→ PROBLEM A
List every blood vessel or group of vessels that the case report describes as dilated.
→ PROBLEM B
According to the case report, how many people does Budd-Chiari syndrome affect?
→ PROBLEM C
Please duplicate the case report's text between "Intra-operatively, an enlarged" and "evidence of cirrhosis.", inclusive.

→ EXTRACT

--- START ---

Budd-Chiari Syndrome, GERD, Schatzki’s ring, and Nissen Surgery
The patient is a 30 year-old female with symptomatic acid reflux in the setting of Schatzki’s ring and hiatal hernia. The ring was previously successfully dilated for dysphagia. However, heartburn and food regurgitation especially at night persisted due to the associated hiatal hernia. Esophageal manometry showed normal peristalsis and contractile wave amplitude. Accordingly, the patient was offered a hiatal hernia repair and Nissen fundoplication as the most reliable cure for her GERD related symptoms.
Intra-operatively, an enlarged caudate lobe was noticed after opening the gastro-hepatic ligament at the level of the pars-flaccida. The caudate lobe occupied most of the lesser sac and was abutting the spleen. The left gastric artery was prominent and a dilated branch emanating from the left gastric artery coursed toward the mediastinum between the right crus and esophagus. The spleen was slightly enlarged too and after taking down some of the short gastric blood vessels along the greater curvature, we noted massively dilated splenic hilum blood vessels. The posterior gastric artery was also dilated and several other tortuous blood vessels coursing along the left crus and entering the mediastinum were also noted. The liver surface was smooth with no apparent evidence of cirrhosis.
All these findings were suggestive of compensated portal hypertension in the setting of normal liver enzymes and normal looking liver surface suggestive of Budd-Chiari syndrome. Budd-Chiari is a rare syndrome affecting 1.4 per million people. It is characterized by hepatic venous outflow obstruction and is asymptomatic in 20% of the patients. Myeloproliferative disorders must be ruled out and long-term treatment depends on chronic anticoagulation and close follow ups. Patients who fail anti-coagulation require more aggressive interventions like porto-systemic shunting and liver transplantation.
I thought this was an interesting case to share. I have never encountered such findings in a completely asymptomatic patient. Do no harm is a guiding principle in my practice. Taking down these blood vessel collaterals to dissect the hiatal hernia would have led to liver decompensation and serious injury. This is one of the few GERD cases where I think long-term Nexium or Prilosec is definitely much safer than Nissen fundoplication surgery.

--- END ---

→ PROVIDED MATERIAL

--- START ---

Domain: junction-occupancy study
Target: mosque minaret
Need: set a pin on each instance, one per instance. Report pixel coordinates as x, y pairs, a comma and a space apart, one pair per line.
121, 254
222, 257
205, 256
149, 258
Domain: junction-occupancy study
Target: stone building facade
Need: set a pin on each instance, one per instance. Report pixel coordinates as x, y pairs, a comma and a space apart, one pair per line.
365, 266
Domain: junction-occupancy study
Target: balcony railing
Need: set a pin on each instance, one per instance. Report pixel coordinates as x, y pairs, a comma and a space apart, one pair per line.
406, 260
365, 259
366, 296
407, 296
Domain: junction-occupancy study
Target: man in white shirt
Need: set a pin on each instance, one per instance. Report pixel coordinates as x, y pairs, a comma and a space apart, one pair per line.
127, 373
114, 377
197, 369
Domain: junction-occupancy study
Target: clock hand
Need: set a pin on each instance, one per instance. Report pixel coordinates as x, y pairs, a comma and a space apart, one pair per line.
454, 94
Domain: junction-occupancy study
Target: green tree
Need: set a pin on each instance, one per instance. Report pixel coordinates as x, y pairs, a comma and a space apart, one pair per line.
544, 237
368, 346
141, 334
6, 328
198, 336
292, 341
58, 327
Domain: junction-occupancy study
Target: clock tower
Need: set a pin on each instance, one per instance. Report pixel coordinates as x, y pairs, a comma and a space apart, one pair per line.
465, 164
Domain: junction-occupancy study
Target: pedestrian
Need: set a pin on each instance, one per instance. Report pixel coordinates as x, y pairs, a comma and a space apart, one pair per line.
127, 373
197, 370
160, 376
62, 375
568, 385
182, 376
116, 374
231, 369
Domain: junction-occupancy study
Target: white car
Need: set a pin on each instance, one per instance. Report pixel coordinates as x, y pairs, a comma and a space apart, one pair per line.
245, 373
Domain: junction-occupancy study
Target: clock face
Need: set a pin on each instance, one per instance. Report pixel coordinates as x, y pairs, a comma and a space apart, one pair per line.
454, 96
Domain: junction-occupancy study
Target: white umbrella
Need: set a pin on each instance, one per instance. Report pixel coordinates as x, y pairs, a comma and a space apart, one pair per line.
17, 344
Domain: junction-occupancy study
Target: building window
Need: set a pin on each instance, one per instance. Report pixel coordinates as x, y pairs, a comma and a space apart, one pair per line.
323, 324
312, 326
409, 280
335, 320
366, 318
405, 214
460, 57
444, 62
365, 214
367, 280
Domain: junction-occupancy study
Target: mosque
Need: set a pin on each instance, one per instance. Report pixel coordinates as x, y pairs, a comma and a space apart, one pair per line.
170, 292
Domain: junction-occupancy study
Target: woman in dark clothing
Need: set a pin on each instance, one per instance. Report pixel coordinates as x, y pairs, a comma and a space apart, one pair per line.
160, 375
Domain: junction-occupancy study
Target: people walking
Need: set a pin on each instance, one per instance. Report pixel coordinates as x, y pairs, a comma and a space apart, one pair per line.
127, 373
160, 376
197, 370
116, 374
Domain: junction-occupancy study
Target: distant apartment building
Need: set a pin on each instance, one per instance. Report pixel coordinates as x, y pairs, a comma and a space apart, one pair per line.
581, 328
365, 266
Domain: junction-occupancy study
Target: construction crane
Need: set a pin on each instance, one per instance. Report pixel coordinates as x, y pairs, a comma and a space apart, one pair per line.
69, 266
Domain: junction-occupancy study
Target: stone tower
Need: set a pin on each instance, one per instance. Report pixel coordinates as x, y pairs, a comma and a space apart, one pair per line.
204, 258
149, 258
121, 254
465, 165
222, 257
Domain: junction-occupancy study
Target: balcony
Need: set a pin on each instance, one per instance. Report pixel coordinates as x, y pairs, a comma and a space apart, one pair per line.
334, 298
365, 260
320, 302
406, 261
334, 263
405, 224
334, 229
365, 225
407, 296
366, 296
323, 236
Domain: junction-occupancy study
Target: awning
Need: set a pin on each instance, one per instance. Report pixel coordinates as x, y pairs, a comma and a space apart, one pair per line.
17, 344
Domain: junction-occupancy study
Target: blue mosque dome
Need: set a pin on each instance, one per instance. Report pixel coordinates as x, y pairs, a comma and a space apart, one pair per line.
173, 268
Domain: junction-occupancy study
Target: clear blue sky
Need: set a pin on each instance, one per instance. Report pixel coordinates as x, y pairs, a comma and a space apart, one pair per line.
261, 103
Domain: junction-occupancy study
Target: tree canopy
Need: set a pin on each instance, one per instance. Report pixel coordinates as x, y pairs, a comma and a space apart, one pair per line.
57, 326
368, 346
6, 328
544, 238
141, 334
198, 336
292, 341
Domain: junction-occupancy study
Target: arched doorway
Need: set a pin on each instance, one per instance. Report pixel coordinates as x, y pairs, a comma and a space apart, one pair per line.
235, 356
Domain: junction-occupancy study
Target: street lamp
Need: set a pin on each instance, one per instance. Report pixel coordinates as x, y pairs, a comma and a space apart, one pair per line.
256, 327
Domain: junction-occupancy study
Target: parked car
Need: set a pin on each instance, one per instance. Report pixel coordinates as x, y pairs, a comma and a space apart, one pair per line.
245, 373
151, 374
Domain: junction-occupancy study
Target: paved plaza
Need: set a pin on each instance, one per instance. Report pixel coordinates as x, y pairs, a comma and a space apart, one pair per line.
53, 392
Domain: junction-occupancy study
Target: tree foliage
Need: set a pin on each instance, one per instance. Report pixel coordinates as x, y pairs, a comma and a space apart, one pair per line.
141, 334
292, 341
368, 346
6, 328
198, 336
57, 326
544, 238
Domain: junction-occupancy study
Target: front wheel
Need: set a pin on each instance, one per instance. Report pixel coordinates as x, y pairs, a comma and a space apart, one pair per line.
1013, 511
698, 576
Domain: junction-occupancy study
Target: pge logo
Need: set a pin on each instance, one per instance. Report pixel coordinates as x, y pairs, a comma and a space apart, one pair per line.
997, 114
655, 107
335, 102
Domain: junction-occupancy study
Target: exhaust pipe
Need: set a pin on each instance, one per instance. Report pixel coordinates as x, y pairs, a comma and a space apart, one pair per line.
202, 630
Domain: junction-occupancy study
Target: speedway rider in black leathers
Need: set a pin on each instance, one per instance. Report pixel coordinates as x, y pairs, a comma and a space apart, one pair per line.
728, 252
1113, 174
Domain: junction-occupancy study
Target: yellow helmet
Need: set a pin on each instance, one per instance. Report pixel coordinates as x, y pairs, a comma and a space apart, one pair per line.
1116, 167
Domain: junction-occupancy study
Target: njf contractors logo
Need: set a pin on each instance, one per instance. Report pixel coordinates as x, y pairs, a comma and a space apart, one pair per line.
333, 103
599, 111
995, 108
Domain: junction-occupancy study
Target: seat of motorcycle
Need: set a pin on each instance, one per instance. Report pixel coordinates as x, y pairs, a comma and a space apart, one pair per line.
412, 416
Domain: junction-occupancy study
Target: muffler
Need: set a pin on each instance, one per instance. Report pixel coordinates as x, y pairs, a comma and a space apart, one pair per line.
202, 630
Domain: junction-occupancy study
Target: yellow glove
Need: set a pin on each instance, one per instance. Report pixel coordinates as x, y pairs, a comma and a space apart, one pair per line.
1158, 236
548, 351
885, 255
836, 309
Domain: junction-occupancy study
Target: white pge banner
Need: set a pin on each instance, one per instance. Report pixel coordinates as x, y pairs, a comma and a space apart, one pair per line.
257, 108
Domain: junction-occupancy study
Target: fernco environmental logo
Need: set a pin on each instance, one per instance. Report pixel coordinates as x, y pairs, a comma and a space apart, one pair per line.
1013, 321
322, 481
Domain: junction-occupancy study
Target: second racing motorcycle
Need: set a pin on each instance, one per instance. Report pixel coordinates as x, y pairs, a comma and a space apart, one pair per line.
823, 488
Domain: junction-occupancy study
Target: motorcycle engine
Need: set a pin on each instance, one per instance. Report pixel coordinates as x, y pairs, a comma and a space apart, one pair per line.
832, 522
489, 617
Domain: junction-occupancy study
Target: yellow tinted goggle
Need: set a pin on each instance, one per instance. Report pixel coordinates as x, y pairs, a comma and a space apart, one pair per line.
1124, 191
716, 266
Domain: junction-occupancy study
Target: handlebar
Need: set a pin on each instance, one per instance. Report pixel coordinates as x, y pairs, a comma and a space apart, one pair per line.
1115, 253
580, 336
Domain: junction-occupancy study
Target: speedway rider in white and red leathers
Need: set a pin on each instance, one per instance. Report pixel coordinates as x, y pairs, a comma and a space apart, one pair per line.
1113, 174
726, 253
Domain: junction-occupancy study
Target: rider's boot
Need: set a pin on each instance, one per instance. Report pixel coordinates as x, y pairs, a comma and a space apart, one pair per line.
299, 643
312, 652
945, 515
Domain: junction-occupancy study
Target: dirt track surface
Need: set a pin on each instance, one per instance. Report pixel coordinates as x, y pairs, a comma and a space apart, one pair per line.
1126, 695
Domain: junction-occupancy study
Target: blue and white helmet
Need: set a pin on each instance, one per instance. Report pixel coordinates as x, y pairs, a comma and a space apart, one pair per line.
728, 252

--- END ---

→ TASK OUTPUT A
- A branch from the left gastric artery that runs toward the mediastinum between the right crus and esophagus
- The splenic hilum blood vessels
- The posterior gastric artery

→ TASK OUTPUT B
1.4 per million people.

→ TASK OUTPUT C
Intra-operatively, an enlarged caudate lobe was noticed after opening the gastro-hepatic ligament at the level of the pars-flaccida. The caudate lobe occupied most of the lesser sac and was abutting the spleen. The left gastric artery was prominent and a dilated branch emanating from the left gastric artery coursed toward the mediastinum between the right crus and esophagus. The spleen was slightly enlarged too and after taking down some of the short gastric blood vessels along the greater curvature, we noted massively dilated splenic hilum blood vessels. The posterior gastric artery was also dilated and several other tortuous blood vessels coursing along the left crus and entering the mediastinum were also noted. The liver surface was smooth with no apparent evidence of cirrhosis.